→ **提取数据**:
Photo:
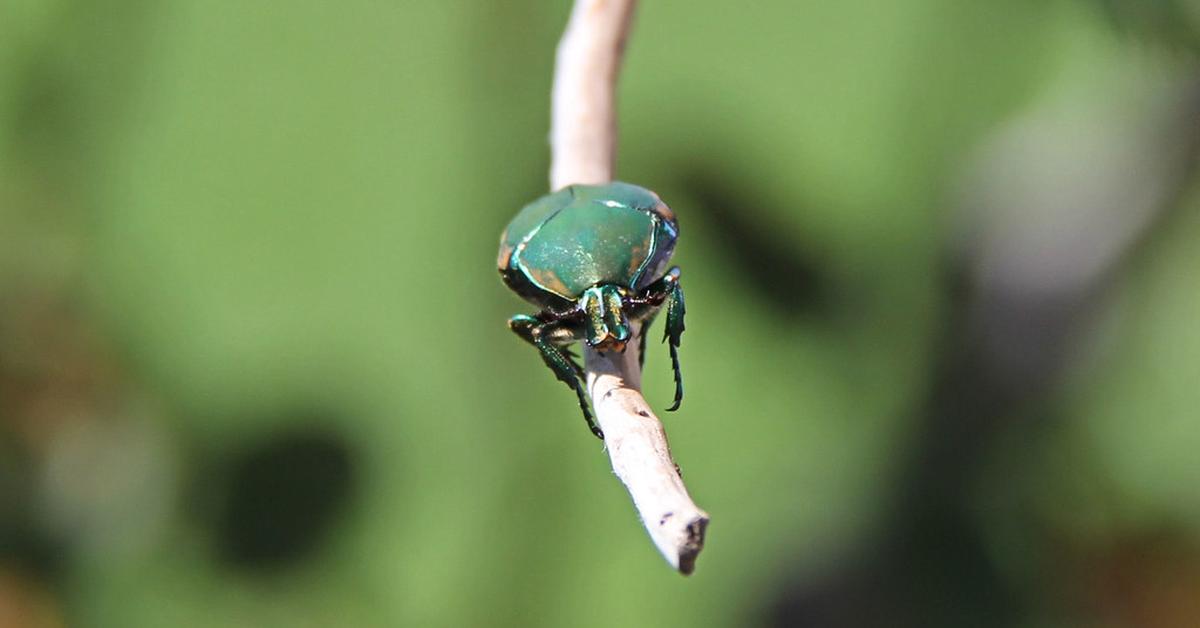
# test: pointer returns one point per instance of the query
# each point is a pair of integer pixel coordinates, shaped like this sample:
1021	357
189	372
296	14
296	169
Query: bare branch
583	138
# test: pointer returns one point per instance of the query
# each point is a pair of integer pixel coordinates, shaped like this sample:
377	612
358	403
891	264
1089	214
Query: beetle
594	259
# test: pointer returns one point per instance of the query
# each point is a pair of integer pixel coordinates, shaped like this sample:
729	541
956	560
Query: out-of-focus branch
583	139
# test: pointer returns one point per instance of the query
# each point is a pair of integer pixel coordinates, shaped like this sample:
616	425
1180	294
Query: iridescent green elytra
594	258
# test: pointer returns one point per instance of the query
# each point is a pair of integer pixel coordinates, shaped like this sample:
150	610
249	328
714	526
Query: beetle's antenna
583	131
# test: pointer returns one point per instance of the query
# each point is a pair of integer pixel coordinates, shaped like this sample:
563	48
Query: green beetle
594	258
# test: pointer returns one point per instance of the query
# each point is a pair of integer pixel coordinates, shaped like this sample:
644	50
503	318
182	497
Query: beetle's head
607	327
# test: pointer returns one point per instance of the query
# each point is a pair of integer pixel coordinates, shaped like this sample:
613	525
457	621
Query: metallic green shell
582	235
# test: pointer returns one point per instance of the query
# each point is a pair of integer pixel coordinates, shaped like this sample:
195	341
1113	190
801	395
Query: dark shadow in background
279	501
784	275
1001	356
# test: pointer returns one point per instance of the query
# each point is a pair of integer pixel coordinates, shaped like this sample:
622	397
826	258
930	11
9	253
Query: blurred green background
942	353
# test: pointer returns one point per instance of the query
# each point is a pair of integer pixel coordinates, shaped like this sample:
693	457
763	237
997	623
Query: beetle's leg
541	336
641	341
673	330
664	292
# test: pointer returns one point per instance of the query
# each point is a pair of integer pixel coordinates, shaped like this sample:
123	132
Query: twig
583	139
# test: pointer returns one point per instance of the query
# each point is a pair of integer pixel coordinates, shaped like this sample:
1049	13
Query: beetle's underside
603	318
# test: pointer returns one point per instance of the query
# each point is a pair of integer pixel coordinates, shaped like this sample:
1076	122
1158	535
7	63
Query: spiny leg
641	341
664	292
557	359
673	330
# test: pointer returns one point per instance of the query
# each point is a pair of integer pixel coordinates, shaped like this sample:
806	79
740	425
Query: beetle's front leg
664	292
547	338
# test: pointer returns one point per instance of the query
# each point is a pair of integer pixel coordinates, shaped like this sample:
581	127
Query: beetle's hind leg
543	336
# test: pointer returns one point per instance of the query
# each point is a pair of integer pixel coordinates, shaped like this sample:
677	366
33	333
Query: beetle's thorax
606	326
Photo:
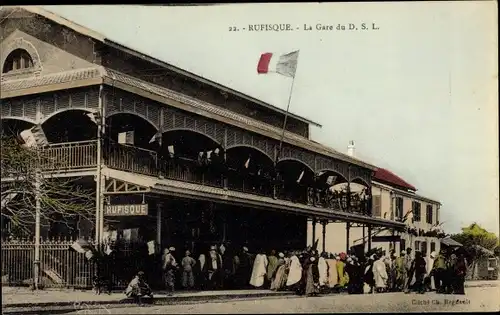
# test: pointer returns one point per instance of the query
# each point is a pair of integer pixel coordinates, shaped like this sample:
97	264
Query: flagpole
286	117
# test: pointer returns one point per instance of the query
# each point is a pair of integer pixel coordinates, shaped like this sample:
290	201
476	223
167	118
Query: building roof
450	242
385	176
103	39
98	74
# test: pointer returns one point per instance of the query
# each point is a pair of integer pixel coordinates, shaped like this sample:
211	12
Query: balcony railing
69	156
81	155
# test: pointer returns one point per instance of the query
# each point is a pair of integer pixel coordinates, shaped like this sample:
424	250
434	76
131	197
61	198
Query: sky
419	95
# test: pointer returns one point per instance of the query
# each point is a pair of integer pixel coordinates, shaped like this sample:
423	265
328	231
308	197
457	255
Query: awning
450	242
8	198
202	192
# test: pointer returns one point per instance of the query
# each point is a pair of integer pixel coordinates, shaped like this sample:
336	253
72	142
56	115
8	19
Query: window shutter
377	211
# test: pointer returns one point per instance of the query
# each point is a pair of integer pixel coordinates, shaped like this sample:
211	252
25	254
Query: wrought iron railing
69	156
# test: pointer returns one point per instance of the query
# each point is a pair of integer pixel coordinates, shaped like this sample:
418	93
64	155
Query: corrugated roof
101	38
386	176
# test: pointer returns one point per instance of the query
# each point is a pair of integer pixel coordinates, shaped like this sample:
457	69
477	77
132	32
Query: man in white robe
323	270
259	270
380	274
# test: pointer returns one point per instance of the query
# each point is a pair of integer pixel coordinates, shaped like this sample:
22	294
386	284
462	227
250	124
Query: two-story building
202	162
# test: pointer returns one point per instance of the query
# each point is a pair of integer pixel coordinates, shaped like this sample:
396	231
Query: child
138	288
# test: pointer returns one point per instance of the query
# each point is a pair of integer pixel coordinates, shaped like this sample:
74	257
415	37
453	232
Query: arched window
18	59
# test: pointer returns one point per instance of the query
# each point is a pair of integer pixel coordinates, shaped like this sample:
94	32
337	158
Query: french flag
285	64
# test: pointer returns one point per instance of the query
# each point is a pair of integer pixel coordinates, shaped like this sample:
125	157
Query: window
377	209
415	207
428	214
18	59
399	207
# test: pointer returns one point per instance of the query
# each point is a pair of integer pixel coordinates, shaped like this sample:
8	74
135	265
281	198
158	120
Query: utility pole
38	184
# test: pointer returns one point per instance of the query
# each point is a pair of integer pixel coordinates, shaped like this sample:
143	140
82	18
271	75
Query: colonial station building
172	156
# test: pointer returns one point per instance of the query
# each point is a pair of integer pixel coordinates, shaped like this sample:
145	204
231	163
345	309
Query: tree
61	200
477	243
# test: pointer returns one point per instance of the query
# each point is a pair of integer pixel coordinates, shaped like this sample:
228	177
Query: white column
159	207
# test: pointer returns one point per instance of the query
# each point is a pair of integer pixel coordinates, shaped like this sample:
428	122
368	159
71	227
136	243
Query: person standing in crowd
188	264
201	272
439	270
138	288
380	273
368	276
420	271
169	266
409	270
323	270
243	270
295	273
259	270
333	276
312	276
401	273
459	274
271	267
214	268
450	271
357	278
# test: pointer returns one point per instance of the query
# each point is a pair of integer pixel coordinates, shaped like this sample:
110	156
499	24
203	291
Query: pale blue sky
419	96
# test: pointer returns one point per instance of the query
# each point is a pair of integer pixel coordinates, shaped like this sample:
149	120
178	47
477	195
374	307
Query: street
477	299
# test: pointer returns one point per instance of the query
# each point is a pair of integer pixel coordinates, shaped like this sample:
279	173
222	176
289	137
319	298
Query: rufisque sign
126	210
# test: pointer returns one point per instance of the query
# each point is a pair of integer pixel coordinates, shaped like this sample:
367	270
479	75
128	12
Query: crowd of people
309	273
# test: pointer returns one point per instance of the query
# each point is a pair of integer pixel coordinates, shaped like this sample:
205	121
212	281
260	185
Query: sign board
126	137
126	210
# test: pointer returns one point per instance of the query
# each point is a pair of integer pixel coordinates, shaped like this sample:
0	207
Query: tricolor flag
285	64
300	177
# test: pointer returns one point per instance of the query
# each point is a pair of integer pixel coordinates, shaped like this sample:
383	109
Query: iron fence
62	267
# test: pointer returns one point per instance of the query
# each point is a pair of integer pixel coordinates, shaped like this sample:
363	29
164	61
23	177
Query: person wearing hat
169	266
188	264
243	269
138	288
401	274
214	268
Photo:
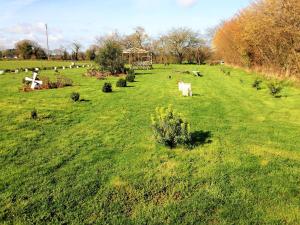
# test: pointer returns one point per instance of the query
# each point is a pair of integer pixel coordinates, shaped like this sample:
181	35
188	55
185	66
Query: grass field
96	161
18	64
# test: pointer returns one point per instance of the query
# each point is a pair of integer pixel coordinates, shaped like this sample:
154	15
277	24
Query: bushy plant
256	84
107	88
170	129
121	83
75	96
275	89
33	114
130	77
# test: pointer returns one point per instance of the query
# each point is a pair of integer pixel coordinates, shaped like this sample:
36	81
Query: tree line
179	45
265	36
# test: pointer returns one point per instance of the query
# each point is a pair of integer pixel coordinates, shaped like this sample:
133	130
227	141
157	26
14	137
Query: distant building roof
135	51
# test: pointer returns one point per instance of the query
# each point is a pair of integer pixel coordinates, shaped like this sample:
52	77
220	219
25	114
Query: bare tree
180	41
76	47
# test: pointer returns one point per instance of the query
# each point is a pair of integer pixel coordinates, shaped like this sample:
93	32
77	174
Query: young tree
91	53
24	49
139	39
180	40
110	56
76	47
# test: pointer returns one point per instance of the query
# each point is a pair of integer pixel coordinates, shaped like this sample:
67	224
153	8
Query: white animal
34	82
185	88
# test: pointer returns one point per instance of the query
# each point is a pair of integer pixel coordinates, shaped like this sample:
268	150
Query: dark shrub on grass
121	82
170	129
130	78
33	114
75	96
107	88
256	84
275	89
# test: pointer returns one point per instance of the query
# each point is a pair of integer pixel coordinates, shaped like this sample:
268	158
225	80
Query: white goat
185	88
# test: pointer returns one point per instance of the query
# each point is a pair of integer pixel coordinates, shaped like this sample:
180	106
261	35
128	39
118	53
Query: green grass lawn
18	64
96	161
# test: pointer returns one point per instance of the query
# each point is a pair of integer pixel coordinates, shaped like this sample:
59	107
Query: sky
85	20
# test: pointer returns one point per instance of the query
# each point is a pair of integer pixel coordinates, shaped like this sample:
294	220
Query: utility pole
47	42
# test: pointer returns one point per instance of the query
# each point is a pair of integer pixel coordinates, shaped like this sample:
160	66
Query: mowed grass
96	161
23	64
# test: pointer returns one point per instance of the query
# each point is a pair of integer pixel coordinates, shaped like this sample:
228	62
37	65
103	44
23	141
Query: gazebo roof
135	50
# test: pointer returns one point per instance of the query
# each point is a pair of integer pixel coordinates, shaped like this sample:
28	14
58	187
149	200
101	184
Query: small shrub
170	129
130	72
75	96
121	82
256	84
107	88
275	89
130	78
33	114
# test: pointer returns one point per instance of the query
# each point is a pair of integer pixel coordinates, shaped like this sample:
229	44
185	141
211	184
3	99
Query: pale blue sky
84	20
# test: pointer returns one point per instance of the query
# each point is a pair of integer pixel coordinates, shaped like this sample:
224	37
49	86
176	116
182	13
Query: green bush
275	89
170	129
33	114
130	78
121	82
256	84
75	96
107	87
130	72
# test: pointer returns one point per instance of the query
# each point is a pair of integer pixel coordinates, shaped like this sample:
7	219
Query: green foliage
130	78
121	83
170	129
107	87
110	57
97	163
33	114
75	96
275	88
256	84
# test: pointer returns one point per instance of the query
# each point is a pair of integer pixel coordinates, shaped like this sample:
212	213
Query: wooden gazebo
138	58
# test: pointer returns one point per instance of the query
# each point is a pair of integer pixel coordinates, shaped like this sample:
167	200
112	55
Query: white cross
34	82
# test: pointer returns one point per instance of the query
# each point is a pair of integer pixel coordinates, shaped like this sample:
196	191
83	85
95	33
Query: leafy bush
75	96
121	82
62	81
34	114
256	84
275	89
130	72
170	129
130	78
107	87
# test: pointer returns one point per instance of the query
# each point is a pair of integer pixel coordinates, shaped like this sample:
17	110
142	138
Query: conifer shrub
256	84
121	83
275	89
170	129
107	88
75	96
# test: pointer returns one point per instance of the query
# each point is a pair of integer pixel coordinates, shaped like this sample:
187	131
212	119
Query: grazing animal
185	88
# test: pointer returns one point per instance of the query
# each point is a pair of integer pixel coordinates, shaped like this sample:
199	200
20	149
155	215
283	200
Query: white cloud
36	32
187	3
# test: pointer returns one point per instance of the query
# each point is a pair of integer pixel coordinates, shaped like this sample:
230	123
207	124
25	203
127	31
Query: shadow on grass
200	138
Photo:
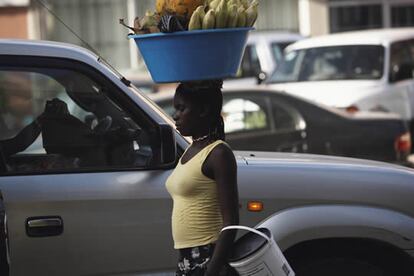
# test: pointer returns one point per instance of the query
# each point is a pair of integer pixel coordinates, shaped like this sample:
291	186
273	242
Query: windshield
353	62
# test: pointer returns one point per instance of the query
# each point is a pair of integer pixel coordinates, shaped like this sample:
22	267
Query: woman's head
198	109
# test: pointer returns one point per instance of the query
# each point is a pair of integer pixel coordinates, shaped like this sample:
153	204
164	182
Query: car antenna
100	58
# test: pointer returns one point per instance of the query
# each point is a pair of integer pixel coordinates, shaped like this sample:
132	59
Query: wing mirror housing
401	72
261	77
168	145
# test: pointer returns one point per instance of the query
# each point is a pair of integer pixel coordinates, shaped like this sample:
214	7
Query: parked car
264	50
91	200
261	119
364	70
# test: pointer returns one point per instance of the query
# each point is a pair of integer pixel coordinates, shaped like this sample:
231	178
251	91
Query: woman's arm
221	165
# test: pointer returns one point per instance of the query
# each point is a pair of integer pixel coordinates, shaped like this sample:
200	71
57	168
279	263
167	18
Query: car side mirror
261	77
168	144
401	72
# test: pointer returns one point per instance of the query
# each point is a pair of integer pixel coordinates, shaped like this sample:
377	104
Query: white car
91	199
365	70
264	50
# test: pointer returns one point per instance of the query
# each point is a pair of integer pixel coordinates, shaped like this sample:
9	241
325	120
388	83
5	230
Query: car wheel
4	251
348	257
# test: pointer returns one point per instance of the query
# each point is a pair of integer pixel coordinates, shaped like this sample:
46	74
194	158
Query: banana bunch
224	14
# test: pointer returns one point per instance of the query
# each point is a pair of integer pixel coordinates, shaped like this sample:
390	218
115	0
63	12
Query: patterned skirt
193	261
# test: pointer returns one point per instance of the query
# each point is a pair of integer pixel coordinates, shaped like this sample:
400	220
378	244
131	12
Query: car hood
262	158
307	179
332	93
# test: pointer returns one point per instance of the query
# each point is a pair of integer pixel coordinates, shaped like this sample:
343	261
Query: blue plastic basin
193	55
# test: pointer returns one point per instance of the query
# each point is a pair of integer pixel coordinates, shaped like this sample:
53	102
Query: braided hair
208	94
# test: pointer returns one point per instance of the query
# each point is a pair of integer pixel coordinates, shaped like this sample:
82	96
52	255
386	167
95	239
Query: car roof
169	94
273	36
365	37
46	48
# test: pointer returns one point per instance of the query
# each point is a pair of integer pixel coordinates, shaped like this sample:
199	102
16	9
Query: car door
401	80
82	180
4	250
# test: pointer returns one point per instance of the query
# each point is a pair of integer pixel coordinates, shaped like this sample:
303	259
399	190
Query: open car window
56	119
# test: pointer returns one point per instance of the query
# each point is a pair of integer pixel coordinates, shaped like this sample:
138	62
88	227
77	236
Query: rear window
353	62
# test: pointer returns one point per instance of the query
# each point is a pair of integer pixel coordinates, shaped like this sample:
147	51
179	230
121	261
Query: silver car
87	195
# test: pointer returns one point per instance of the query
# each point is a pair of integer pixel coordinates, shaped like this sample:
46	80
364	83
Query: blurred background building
96	21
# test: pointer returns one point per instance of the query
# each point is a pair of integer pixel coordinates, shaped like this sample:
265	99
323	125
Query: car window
54	119
285	117
245	114
401	58
277	50
353	62
250	64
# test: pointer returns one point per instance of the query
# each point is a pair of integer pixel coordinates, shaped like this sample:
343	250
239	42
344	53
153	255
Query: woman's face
187	117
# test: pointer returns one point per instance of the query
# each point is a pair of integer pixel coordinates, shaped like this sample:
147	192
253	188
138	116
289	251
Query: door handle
44	226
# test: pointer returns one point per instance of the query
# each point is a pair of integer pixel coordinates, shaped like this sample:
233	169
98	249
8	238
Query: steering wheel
104	124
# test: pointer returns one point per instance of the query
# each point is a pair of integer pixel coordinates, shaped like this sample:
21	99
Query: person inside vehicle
203	186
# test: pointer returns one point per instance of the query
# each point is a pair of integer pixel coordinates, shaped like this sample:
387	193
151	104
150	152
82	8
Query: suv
88	196
365	70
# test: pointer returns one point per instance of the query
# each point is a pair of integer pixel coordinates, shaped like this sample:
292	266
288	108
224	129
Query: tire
348	257
4	256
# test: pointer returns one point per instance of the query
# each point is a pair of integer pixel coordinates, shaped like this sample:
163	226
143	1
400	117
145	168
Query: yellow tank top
196	216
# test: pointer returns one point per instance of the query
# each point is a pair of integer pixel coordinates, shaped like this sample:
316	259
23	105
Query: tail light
352	109
403	143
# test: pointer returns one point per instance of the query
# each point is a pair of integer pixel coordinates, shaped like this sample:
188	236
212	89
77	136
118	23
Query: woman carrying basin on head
204	183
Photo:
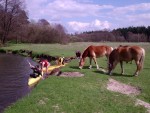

→ **任务说明**: 统计上述条目中有多少行包含字符串“blurred”，区分大小写，只给出该数字。

→ **书面回答**: 2